__WORK INSTRUCTIONS__.
Repeat every record word for word and omit the images.

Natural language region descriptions
================
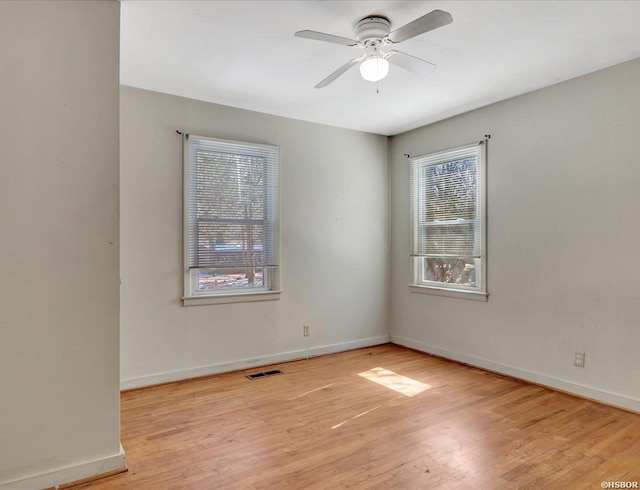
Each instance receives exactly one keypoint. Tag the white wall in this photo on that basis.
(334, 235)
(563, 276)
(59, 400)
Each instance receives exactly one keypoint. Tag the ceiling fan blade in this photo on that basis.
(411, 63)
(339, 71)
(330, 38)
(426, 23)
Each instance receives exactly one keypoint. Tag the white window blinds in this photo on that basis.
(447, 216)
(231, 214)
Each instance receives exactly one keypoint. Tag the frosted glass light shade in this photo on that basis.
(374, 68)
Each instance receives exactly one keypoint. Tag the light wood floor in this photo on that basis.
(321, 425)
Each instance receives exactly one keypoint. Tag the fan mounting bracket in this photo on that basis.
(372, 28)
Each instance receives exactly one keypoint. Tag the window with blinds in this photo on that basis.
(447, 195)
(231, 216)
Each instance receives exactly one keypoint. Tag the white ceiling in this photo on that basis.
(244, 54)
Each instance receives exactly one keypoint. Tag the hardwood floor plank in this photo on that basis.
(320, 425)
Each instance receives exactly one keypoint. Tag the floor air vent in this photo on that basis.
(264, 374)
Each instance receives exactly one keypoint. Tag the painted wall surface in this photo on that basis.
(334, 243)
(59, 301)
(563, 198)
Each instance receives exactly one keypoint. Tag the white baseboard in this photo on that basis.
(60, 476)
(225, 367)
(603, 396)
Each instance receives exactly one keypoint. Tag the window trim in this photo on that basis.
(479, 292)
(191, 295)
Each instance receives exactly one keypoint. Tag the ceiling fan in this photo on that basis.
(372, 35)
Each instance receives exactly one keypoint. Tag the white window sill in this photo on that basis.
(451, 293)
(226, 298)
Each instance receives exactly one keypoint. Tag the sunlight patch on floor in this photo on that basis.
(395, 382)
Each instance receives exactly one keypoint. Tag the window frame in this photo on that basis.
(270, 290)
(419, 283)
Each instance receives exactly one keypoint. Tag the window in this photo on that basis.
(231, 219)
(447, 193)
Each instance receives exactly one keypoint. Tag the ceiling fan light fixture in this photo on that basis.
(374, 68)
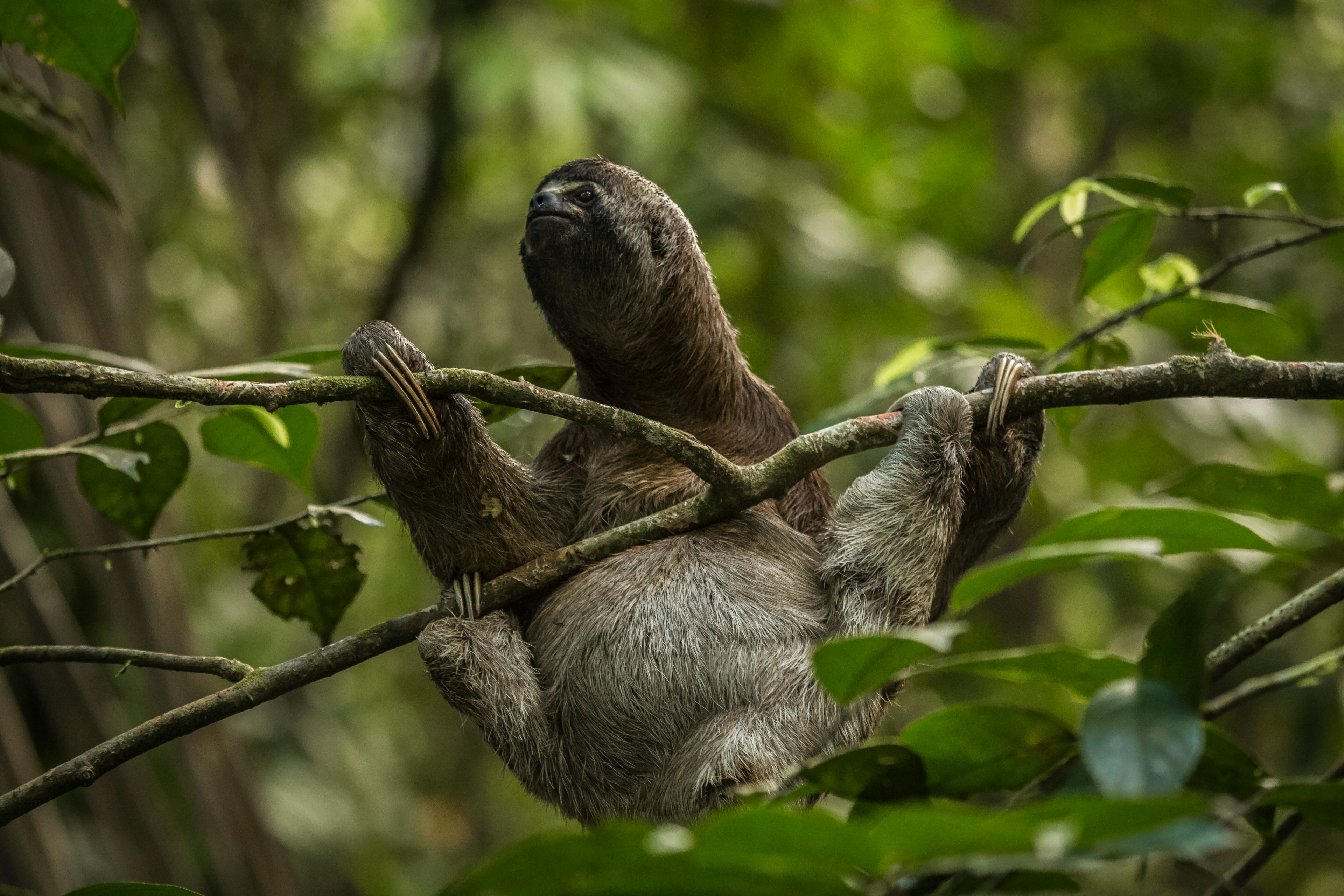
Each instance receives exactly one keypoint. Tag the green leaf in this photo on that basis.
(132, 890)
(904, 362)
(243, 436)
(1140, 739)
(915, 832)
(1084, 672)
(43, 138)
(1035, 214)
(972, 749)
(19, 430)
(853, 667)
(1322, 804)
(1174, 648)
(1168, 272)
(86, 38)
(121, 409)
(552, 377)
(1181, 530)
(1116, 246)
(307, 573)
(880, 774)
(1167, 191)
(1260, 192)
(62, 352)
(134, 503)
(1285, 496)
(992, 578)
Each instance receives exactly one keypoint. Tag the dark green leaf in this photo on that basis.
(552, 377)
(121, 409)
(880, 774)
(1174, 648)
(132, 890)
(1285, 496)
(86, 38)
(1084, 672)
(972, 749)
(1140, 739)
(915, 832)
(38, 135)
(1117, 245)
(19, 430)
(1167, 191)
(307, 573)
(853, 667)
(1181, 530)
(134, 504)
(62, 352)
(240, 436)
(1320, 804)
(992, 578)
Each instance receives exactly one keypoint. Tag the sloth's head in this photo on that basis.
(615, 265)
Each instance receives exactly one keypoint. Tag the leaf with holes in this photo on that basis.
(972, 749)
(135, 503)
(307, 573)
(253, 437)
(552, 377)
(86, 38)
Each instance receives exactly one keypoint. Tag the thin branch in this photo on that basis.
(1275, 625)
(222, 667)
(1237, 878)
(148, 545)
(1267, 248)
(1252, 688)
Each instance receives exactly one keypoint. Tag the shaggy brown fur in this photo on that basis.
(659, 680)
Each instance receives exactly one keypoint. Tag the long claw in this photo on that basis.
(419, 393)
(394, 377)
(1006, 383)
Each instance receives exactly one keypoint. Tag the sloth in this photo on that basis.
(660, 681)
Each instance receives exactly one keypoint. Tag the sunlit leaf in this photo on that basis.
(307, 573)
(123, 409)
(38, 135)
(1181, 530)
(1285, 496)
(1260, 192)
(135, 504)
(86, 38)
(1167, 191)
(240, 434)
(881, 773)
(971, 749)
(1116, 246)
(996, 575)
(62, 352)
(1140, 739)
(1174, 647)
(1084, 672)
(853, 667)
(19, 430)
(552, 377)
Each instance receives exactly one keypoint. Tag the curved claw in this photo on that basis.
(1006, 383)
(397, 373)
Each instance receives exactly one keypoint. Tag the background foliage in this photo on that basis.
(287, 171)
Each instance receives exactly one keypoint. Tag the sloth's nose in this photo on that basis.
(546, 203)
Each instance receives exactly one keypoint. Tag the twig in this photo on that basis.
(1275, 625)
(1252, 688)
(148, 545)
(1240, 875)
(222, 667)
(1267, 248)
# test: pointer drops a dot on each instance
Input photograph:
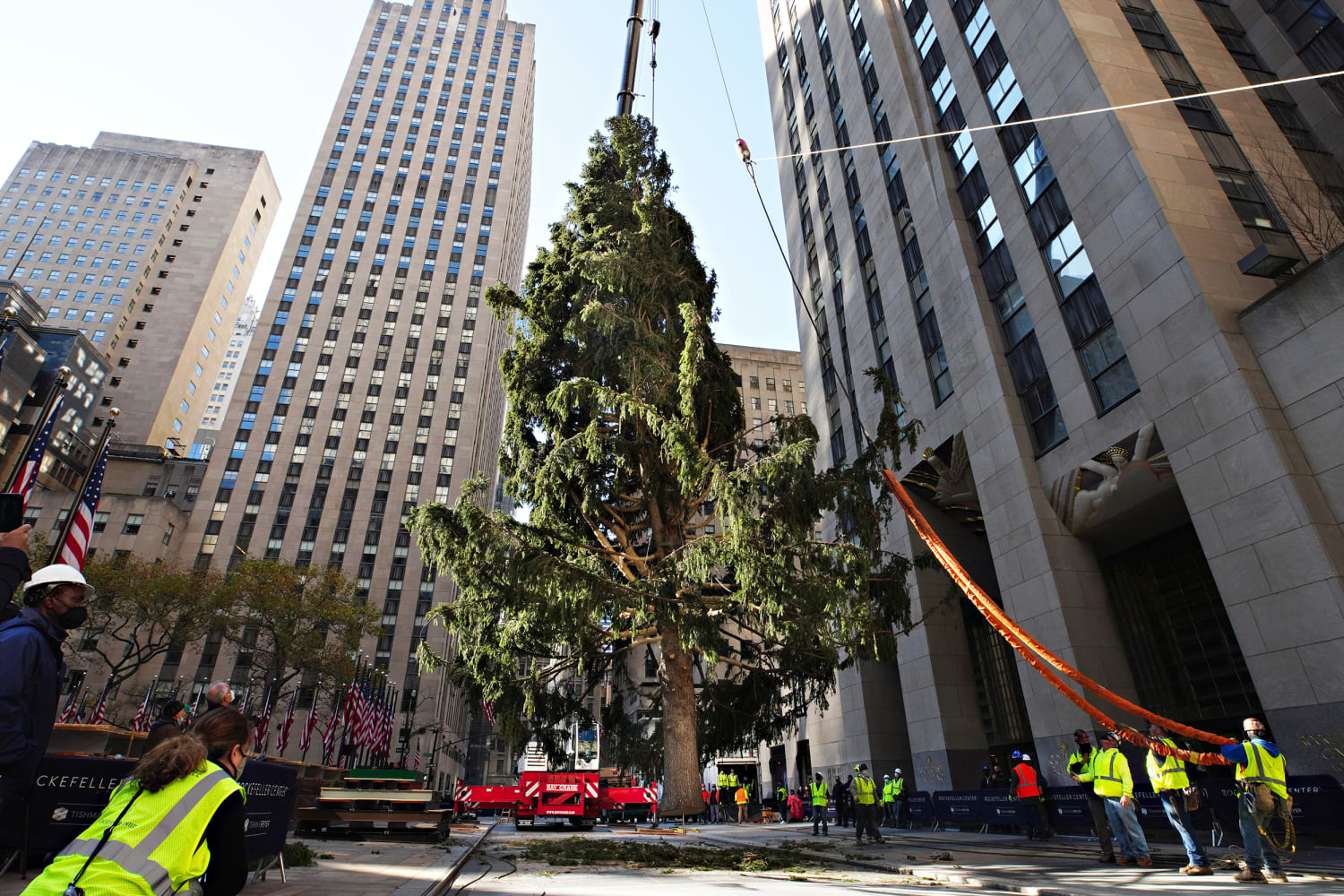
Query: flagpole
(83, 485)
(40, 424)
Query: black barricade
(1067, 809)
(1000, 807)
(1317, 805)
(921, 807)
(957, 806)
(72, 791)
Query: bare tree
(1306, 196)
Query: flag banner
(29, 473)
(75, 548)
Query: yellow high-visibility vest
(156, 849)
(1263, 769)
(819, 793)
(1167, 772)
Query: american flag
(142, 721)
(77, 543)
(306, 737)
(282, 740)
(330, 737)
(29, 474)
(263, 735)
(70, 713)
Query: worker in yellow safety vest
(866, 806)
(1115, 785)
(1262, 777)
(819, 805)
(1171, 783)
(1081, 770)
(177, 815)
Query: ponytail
================
__ANSWER FOR THIS EXERCISE__.
Each instance receives exactly one keypoint. Tag the white wall in this photo on that basis.
(334, 235)
(563, 276)
(59, 400)
Each instance receives exactly one keypoint. Tag the ceiling fan blade in this photo on that basis.
(411, 63)
(339, 71)
(330, 38)
(426, 23)
Each instance receives exactly one keypoint. Tag the white window blinds in this photo on that basis.
(447, 216)
(231, 214)
Each instance receives exactly one keypoint. Tag the frosted glass light shade in this photo on that basis.
(374, 68)
Each instance receives exactly one keypoint. Tag the light wood floor in this photo on that basis.
(321, 425)
Each instance receives exactly one keypoint. Tag the fan mounting bracket in this photo on that basis.
(372, 28)
Each instance receives exactly one keypoint. Tag the window with blinds in this photo on that basis.
(447, 195)
(231, 216)
Each instance receives exactly one keypoint. Tag the white ceiling in this photo on that basis.
(244, 54)
Each instance receives exactly one keypoint. Tag the hardwood floor plank in this photo on that basis.
(320, 425)
Each instance receives exactly one keypoint. Tag the floor air vent in this photo on that basis.
(264, 374)
Each instance receives exactly one keypoint. Tag the painted wall surface in this photo on that basis.
(334, 243)
(59, 301)
(563, 198)
Each instance receives exactly one keypoint. Tag the white baseboard in this photo on that basis.
(60, 476)
(225, 367)
(603, 396)
Each instance receives exactly one keypoint. Tag the window trim in this photo on that basis.
(479, 292)
(191, 295)
Each instance receives exactly one keypoint. Tag the ceiling fan in this photo on that basis.
(372, 35)
Each instance receives exactly one keypoint. Tag the white window sill in this photo on that basis.
(451, 293)
(226, 298)
Each instance receives exactly one keypoint. Tag the sunlight patch on floor in this photo on that basis.
(395, 382)
Each instance receives exactly one keypoint. Tag the window frame in this photo on that basis.
(270, 290)
(419, 283)
Each instance receives exactly one keypoint. Tag the window in this photo on that basis.
(231, 219)
(447, 193)
Each instance receives exactly one keypoint. Tag the ceiling fan light fixture in this photo on that basis.
(374, 68)
Each instance receives exactly one keypoint. Tag the green leaf in this photo on that basis.
(132, 890)
(904, 362)
(243, 436)
(1140, 739)
(915, 832)
(1084, 672)
(43, 138)
(1035, 214)
(972, 749)
(19, 430)
(853, 667)
(1322, 804)
(1174, 648)
(1168, 272)
(86, 38)
(121, 409)
(552, 377)
(1181, 530)
(1116, 246)
(307, 573)
(880, 774)
(1167, 191)
(1260, 192)
(62, 352)
(134, 503)
(1285, 496)
(992, 578)
Each instance receives exactly one keypoint. Tag the dark green leaf in this photo on that basis.
(552, 377)
(121, 409)
(880, 774)
(1174, 648)
(132, 890)
(1285, 496)
(86, 38)
(1084, 672)
(972, 749)
(1140, 739)
(915, 832)
(38, 135)
(1117, 245)
(19, 430)
(1167, 191)
(307, 573)
(853, 667)
(1181, 530)
(134, 504)
(62, 352)
(240, 436)
(1320, 804)
(992, 578)
Each instance receives exactly one keypoint. Tag the sloth's head in this photo on that basis.
(615, 265)
Each instance receives exactly one keypoint. Tag the leaf with holes in this photo on that basis.
(972, 749)
(135, 503)
(307, 573)
(253, 437)
(552, 377)
(86, 38)
Each instance receives exactly one keypoint. Tag the thin branch in this photo on that basis.
(1275, 625)
(222, 667)
(1237, 878)
(148, 545)
(1267, 248)
(1252, 688)
Each instance receives exactly one keypoint. Tag the shaggy brown fur in this photo on that basis.
(659, 680)
Each instance receives exactly one keypoint. Tag the long claw in this photo on that basis.
(419, 393)
(394, 377)
(1006, 383)
Each instance receives exactly one keypoint. Tag the sloth in this photo on that basis.
(660, 681)
Each instance receives exactly one keypoint. Tag the sunlit leaf in this photo on that basis.
(307, 573)
(123, 409)
(38, 135)
(1181, 530)
(1285, 496)
(1260, 192)
(135, 504)
(86, 38)
(1167, 191)
(240, 434)
(881, 773)
(971, 749)
(1116, 246)
(996, 575)
(62, 352)
(1140, 739)
(1174, 647)
(1084, 672)
(853, 667)
(19, 430)
(552, 377)
Each instance receives exactly one keypoint. Tag the curved claw in this photo on that basis.
(1006, 383)
(397, 373)
Each instance receives exactly one keypoint. Tag the background foliage in this photo on that basis.
(287, 171)
Each instance receives exactly one keypoint. Tag the sloth's nose in this photo on that basis.
(546, 203)
Each instance receives exactly one keypoint. Tag the twig in this photo on that basis.
(1275, 625)
(1252, 688)
(148, 545)
(1240, 875)
(222, 667)
(1267, 248)
# test: pointer drops a dot on each instance
Input photograph:
Query: flagpole
(83, 485)
(40, 424)
Query: black barricade
(1067, 809)
(1000, 807)
(1317, 805)
(921, 807)
(957, 806)
(72, 791)
Query: bare tree
(1306, 196)
Query: flag banner
(29, 473)
(75, 548)
Query: yellow high-visibility vest
(156, 849)
(1263, 769)
(819, 793)
(1167, 772)
Query: american flag
(142, 721)
(77, 543)
(306, 737)
(282, 740)
(330, 737)
(29, 474)
(263, 735)
(70, 713)
Query: worker in yellow safety vest
(866, 806)
(1115, 785)
(1262, 777)
(819, 805)
(1171, 783)
(1081, 770)
(177, 815)
Query: ponytail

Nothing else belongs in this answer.